Instructions for the task |
Report every line of the material below that contains the string "instance", copying each such line in full.

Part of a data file
(begin)

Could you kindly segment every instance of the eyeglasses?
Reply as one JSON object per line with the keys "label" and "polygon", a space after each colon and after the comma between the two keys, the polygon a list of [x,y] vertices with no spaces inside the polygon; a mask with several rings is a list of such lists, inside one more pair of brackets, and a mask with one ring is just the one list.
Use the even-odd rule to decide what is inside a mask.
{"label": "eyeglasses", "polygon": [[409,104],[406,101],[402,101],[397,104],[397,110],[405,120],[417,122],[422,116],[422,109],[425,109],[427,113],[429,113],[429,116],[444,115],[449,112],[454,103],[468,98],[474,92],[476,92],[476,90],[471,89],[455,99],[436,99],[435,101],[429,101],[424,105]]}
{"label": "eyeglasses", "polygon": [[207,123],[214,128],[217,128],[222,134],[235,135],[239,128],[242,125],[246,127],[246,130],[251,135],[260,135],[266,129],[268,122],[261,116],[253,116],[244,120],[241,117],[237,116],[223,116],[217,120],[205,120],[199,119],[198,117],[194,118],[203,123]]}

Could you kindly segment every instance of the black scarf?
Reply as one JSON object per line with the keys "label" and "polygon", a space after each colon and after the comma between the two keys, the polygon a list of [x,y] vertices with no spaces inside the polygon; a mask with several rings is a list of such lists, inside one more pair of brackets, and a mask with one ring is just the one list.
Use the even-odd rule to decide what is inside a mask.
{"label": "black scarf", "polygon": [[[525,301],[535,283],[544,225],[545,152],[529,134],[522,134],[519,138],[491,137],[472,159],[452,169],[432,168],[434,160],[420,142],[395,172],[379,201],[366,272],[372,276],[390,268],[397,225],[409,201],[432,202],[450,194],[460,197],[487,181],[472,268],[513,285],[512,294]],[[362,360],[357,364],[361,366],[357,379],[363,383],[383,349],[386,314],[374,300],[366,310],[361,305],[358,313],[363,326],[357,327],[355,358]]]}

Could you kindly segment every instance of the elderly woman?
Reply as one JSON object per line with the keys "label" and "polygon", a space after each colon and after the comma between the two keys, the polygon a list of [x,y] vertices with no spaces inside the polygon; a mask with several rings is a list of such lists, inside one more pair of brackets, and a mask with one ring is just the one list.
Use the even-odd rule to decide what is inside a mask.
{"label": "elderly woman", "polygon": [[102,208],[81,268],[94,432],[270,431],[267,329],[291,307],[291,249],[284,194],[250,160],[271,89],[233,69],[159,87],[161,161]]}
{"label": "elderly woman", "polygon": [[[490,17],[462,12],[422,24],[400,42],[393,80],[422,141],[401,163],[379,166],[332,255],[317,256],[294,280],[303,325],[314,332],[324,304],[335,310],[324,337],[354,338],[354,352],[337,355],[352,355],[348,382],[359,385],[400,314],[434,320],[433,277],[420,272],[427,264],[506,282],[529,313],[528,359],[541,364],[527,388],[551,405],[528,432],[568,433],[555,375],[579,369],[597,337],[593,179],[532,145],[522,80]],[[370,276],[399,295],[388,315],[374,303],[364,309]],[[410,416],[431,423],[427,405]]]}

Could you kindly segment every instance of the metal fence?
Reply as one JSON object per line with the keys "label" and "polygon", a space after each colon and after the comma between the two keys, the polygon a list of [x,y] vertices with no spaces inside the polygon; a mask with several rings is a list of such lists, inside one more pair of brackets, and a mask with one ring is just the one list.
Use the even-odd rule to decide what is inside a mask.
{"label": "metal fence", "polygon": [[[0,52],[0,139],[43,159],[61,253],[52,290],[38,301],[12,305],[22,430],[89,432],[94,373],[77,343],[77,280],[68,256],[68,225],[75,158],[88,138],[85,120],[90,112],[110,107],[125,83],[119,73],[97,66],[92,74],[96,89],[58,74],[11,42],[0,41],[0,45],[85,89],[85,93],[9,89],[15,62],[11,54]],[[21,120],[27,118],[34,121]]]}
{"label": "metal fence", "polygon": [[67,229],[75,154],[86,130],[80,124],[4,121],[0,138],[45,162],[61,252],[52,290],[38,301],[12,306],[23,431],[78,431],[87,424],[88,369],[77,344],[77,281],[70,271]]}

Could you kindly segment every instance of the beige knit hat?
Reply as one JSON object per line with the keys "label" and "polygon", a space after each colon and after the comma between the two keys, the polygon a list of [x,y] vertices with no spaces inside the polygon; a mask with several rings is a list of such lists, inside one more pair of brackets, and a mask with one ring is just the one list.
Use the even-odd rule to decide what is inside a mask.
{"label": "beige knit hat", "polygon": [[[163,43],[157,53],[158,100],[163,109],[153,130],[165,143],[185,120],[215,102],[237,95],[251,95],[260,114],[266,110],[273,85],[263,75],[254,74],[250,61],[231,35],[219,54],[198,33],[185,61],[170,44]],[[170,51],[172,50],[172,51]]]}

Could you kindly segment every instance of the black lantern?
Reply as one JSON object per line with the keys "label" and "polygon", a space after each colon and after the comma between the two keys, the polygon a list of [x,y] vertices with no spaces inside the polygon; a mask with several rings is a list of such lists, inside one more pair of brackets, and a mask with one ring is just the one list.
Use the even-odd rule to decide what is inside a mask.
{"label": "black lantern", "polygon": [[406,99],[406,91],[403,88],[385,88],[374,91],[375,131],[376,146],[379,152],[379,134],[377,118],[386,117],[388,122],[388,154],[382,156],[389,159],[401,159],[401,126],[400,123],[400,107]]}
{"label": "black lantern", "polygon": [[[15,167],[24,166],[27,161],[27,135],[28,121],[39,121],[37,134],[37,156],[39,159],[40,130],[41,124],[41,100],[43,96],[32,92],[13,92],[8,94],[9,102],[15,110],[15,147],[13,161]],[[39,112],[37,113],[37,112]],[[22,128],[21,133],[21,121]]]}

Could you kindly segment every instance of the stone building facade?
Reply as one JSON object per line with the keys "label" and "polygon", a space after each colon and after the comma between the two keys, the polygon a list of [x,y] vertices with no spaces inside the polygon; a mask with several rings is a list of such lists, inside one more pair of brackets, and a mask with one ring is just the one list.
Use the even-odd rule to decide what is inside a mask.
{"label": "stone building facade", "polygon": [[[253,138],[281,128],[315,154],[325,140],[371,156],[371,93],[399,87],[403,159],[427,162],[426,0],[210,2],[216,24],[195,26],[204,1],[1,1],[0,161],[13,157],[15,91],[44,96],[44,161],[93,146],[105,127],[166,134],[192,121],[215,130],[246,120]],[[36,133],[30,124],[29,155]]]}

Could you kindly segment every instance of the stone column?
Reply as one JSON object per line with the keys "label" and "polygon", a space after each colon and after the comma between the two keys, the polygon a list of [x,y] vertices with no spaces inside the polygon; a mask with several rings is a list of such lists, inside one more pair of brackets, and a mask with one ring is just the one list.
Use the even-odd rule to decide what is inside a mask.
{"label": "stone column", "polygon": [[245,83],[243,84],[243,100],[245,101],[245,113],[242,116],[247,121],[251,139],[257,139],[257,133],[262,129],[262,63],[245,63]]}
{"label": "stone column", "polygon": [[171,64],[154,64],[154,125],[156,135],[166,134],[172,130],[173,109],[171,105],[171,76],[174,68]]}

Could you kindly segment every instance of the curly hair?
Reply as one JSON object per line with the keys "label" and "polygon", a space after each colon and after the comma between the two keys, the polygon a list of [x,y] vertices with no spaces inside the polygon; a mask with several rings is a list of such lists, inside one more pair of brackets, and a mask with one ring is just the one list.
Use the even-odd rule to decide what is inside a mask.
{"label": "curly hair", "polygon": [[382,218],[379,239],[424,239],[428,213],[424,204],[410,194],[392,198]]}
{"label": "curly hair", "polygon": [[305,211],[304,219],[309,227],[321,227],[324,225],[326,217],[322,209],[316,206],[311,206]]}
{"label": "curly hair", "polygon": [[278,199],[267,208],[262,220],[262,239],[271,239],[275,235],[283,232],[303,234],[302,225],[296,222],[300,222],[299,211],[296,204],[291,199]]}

(end)

Response |
Could you kindly segment every instance of the eyeglasses?
Could you kindly segment every instance of the black scarf?
Could you kindly segment every instance of the elderly woman?
Could you kindly segment every instance of the metal fence?
Could you kindly segment every instance of the beige knit hat?
Could you kindly segment every instance of the black lantern?
Could you kindly segment every instance of the stone building facade?
Could you kindly segment every instance of the stone column?
Could you kindly segment every instance of the curly hair?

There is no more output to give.